# [WRITTEN REQUEST]
Answer these questions about the speech grammar thread:
(a) According to the thread, what does Chromium pass along to the speech recognition engine for grammars?
(b) Which four strings make up the commands list in the code sample?
(c) Which attributes does the STT engine designer say might make sense across engines?

# [PAGE EXCERPT]
########################################

Giter Site home page Giter Site logo

Comments (30)

foolip avatar foolip commented on July 28, 2024 3

With help from @gshires I've been able to locate what happens with the grammars in Chromium, the weights and URLs are passed along to the speech recognition engine. Since neither are interpreted by Chromium, this is effectively just a way to pass engine-specific configuration or options along.

As with text layout engines or WebRTC, having some controls is reasonable, and standardizing some options across speech engines might be possible.

So, at least as implemented in Chromium, grammars aren't quite what you'd expect them to be, and I would not recommend trying to use it since the behavior isn't documented and could change.

I've sent https://chromium-review.googlesource.com/c/chromium/src/+/1732790 to measure the usage of these APIs in more detail.

from speech-api.

foolip avatar foolip commented on July 28, 2024 2

@kdavis-mozilla Chromium only exposes the interfaces and passes along the grammar URL and weight as given without interpretation. Any actual effect would be in the speech engine service and that is neither open source nor documented, AFAICT. I wasn't able to find any use of grammars in httparchive that seems to have any effect in Chrome.

@compulim I'm pretty sure at this point that addFromString doesn't do anything at all in Chromium, and the source code doesn't mention JSGF anywhere.

What I'd like to do at this point:

  • Understand what configuration the engine is capable of via the grammar-related APIs
  • Wait for stats from new use counters to be available

I think the outcome will likely be adding other ways to configure the speech recognition, maybe more attributes. But it depends a lot on the feasibility of changing/removing the existing APIs.

from speech-api.

marcoscaceres avatar marcoscaceres commented on July 28, 2024 1

New issue for removing that would be SpeechGrammarList and associated uses would be great.

from speech-api.

foolip avatar foolip commented on July 28, 2024 1

https://bugs.chromium.org/p/chromium/issues/detail?id=680944 has some clues about what grammars are for, although it's a bug about something that doesn't work:

recognizer = new SpeechRecognition();  //standard
recognizer.continuous = false; //stops listening in a pause
recognizer.lang = "en-GB";   //"en-GB"  "el-GR"
recognizer.interimResults = true;
recognizer.maxAlternatives = 5;
var commands = ['transfer' , 'inquiry', 'statement','balance'];
var grammar = '#JSGF V1.0; grammar commands; public <command> = '
+ commands.join(' \| ') + ' ;';
var speechRecognitionList = new SpeechGrammarList();
speechRecognitionList.addFromString(grammar, 1);
recognizer.grammars = speechRecognitionList;

This example is about limiting recognition to a small set of words. A banking use case can be inferred from the set of strings in the example: 'transfer' , 'inquiry', 'statement', 'balance'.

But again, this doesn't work in Chrome.

@jlguenego I'll go ahead and rename this issue to go beyond just asking for examples, hope you don't mind.

from speech-api.

kdavis-mozilla avatar kdavis-mozilla commented on July 28, 2024 1

...maybe more attributes...

As a designer of an STT engine I'd say this is not the way to go.

The only attributes I can think of that might make sense across engines are grammars/language models with weights. Even this is very engine specific.

Generally, there are many other such "attributes" that are STT engine specific and even vary from one version of an STT engine to the next. So exposing them in this API is not going to be a good design decision.

########################################

# [SUPPLIED DATA]
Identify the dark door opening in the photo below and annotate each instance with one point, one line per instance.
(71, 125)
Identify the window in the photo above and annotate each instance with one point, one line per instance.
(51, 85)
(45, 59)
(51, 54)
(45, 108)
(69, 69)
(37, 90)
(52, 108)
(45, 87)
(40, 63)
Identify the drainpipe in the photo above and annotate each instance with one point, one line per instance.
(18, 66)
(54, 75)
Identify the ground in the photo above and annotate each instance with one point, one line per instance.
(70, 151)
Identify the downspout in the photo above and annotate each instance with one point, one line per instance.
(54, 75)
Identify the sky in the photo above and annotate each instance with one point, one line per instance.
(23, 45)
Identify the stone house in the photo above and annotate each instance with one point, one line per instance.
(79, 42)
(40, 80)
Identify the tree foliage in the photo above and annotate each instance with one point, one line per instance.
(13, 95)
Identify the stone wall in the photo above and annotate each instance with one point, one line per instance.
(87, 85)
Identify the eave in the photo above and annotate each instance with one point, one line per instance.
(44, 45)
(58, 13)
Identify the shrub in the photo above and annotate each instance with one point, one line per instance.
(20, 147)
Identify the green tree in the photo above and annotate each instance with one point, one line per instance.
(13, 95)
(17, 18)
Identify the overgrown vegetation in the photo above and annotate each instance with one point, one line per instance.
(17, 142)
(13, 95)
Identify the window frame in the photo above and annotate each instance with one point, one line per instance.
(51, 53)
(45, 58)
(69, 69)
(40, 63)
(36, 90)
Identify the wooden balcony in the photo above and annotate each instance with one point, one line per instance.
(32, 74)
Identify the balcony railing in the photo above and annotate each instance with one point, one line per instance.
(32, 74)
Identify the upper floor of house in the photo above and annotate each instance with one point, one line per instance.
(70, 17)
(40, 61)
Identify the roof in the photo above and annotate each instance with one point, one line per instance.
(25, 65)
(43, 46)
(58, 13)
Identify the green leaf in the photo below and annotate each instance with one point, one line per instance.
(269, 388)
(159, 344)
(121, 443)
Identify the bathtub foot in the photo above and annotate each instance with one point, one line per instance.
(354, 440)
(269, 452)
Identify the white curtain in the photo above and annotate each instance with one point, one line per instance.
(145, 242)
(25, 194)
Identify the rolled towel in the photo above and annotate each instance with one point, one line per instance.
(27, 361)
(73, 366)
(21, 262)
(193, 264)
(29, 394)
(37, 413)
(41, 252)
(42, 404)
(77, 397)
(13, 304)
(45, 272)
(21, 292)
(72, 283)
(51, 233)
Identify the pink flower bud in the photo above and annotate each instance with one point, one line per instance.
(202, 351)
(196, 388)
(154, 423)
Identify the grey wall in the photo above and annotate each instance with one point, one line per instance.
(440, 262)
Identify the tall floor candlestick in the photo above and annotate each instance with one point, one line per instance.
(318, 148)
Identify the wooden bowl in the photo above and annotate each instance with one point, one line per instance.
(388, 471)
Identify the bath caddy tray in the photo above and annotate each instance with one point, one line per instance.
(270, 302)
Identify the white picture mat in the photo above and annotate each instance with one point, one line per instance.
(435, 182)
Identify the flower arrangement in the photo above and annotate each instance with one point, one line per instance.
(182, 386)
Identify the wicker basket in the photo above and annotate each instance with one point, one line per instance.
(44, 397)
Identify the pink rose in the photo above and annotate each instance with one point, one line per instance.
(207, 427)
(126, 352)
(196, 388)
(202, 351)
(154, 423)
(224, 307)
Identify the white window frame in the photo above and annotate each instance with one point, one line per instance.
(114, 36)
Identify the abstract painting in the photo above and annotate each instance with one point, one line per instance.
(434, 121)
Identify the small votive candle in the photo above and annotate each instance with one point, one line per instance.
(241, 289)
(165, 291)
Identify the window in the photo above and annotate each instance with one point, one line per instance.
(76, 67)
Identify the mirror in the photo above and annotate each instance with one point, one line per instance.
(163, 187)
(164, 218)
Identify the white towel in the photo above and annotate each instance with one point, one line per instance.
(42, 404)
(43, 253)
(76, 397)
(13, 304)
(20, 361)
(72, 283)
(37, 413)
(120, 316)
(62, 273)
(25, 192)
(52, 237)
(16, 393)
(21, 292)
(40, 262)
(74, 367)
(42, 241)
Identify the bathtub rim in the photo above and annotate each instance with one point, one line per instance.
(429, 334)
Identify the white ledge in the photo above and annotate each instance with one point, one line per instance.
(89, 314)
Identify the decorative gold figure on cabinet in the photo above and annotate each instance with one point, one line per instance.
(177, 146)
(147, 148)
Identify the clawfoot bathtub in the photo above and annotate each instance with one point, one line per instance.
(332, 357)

########################################

# [SOLUTION TO THE EXERCISE]
(a) The grammar weights and URLs.
(b) 'transfer', 'inquiry', 'statement', and 'balance'.
(c) Grammars/language models with weights.